* Begin Extract provided *

Well…we hadn’t expected this! We ended up having winner at a pizza place, the walk a block around our apartment, the met up with Beth & Fiona. Dave spoke to an officer and we were finally able to get back into our apartment, but with a police escort! He told us to stay in the building…no problem! 

Everyone we spoke to said this kind of incident was high unusual. I hope so! We joined everyone else in gazing out the window watching the police and fireman. Things were finally resolved peacefully and no one was hurt, thank God, but it sure put a cramp in packing!

The Borders, Abbeys, and Tea

Today was one of surprises, beauty, and sheep! 🙂 We’ll be seeing a lot of all three in the coming days I hope. 

SURPRISE #1: Dave and I were expecting to meet Robert Fraser this morning for our tour of the borders region of Scotland with Afternoon Tea Tours, but we were pleasantly surprised to find Helen Fraser greeting us outside the apartment instead! Her other tour today cancelled, so she was able to take us after all. It was sooo nice to finally be able to meet her in person after speaking via email for probably going on two years now. We already know quite a bit about one another so it was like meeting an old friend….but not. LOL 

The sun was currently shining, but it was still windy. Helen wanted to take advantage of the sunny skies and take us up around Arthur’s Seat, Holyrood Park and the Salisbury Craig’s. A beautiful, beautiful area around an extinct volcano near Holyroodhouse Palace. There is even a loch up on one of the hills where swans live. 

Our main destination today was part of The Scottish Borders area. We traveled south of Edinburgh through magnificent rolling hills dotted with hundreds of fuzzy sheep, gentle green valleys and picturesque forests. Each small town was a reminder of this areas milling past and many are still thriving communities. We drove through rain showers, then the sun came out. 

The first stop was Rosslyn Chapel in the town of Roslin. But before we ventured to the chapel itself, Helen wanted to show us Rosslyn Castle, and its ruins. This was also where the final scene of Dan Brown’s famous THE DI VINCI CODE movie was filmed. As we walked down the path, I kept catching the scent of something and could not think of what it was. It wasn’t until Helen said it was wild garlic that I realized it was garlic I was smelling. We were enjoying the beauty of the area when a gentlemen was coming out of the only remaining livable part of the castle and asked if we wanted to take a peak inside before they left! Well, of course we do! 

SURPRISE #2: It turns out the public doesn’t generally get to see this building unless your paying guests or invited, so this was a very special, unexpected treat. The couple’s son had just gotten married at,the chapel and many guests stayed there at the castle during and after the wedding. They were just heading out today. It’s a fabulous old building with a grand stone staircase, lovely fireplaces, stone spiral stairs and sloping old floors. 

The family built for themselves a mansion within the shell of the structure, occupying the top two storeys of the five available in the east range of the castle. Even this was attacked, by a mob from Edinburgh in 1688. The house was later repaired. 

When we walked in the gentleman said he hadn’t seen the “sleeping lady”. The castle is said to be home to a sleeping lady who will one day awake and show the whereabouts of a fabulous treasure buried deep within its vaults. When this happens, the castle will again rise from its ruins. Very special to see it in this form, however.

* End Extract provided *
* Begin Extracted data *

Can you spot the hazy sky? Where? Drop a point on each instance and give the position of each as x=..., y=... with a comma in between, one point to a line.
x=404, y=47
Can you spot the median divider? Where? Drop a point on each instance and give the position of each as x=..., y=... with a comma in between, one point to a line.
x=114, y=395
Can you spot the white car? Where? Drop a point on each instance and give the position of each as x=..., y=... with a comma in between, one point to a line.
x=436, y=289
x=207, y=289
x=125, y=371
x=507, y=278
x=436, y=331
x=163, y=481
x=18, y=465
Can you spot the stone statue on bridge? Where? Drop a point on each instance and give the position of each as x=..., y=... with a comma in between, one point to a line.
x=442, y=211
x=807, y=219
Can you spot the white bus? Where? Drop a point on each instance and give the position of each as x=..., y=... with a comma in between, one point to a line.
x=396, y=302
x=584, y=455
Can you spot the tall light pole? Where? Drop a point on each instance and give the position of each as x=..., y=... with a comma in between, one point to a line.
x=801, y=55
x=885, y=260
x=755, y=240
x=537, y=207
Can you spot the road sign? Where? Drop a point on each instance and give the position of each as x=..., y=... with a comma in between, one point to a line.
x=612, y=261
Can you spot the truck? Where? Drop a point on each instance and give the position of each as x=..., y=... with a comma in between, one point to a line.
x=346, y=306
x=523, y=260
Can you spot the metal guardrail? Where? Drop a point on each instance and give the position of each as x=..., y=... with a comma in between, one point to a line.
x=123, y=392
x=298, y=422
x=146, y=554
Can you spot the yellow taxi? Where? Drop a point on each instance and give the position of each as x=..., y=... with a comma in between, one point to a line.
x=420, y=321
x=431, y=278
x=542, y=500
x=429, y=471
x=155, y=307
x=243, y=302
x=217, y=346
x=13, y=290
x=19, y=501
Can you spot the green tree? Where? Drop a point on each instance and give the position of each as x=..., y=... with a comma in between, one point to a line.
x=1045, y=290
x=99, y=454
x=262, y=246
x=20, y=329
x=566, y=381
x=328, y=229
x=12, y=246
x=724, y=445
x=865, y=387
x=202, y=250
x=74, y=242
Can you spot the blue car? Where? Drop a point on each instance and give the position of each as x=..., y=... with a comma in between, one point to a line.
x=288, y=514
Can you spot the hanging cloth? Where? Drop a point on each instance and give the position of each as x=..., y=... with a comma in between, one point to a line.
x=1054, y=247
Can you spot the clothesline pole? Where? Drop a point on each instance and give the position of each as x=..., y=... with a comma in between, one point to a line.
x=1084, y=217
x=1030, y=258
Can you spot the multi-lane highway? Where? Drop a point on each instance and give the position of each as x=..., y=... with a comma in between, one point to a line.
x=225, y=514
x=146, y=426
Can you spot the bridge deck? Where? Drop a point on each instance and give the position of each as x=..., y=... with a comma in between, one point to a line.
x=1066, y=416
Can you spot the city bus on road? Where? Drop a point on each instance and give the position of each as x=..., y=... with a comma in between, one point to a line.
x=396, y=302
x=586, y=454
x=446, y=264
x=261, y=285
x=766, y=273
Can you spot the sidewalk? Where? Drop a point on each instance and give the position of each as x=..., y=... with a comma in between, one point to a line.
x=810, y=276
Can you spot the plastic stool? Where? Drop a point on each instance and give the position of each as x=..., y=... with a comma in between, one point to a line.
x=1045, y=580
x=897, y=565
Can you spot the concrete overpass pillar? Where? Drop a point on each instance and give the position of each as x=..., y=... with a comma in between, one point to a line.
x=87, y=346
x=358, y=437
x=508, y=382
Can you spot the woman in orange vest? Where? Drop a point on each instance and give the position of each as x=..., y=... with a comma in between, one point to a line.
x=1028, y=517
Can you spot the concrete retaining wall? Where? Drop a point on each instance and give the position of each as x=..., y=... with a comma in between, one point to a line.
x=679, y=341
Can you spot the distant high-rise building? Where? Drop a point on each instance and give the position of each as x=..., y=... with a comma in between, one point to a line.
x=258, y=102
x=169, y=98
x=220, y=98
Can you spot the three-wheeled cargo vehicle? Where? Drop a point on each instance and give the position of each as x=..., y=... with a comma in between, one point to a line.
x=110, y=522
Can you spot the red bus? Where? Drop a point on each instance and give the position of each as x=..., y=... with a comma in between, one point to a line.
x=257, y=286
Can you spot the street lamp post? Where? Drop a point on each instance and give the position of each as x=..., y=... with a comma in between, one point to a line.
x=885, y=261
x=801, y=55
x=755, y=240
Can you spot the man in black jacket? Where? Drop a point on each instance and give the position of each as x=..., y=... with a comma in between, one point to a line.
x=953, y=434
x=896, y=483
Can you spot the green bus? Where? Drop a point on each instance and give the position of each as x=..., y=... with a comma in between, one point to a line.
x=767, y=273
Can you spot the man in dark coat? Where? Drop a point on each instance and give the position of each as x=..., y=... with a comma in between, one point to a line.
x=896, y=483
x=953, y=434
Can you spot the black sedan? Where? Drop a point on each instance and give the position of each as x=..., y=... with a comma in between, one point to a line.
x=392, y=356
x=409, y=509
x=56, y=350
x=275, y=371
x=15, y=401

* End Extracted data *

Can you extract the stretch of the Scotland travel entry from "Well…we hadn’t expected" through "cramp in packing!", word for word?

> _Output for this exercise_:
Well…we hadn’t expected this! We ended up having winner at a pizza place, the walk a block around our apartment, the met up with Beth & Fiona. Dave spoke to an officer and we were finally able to get back into our apartment, but with a police escort! He told us to stay in the building…no problem! 

Everyone we spoke to said this kind of incident was high unusual. I hope so! We joined everyone else in gazing out the window watching the police and fireman. Things were finally resolved peacefully and no one was hurt, thank God, but it sure put a cramp in packing!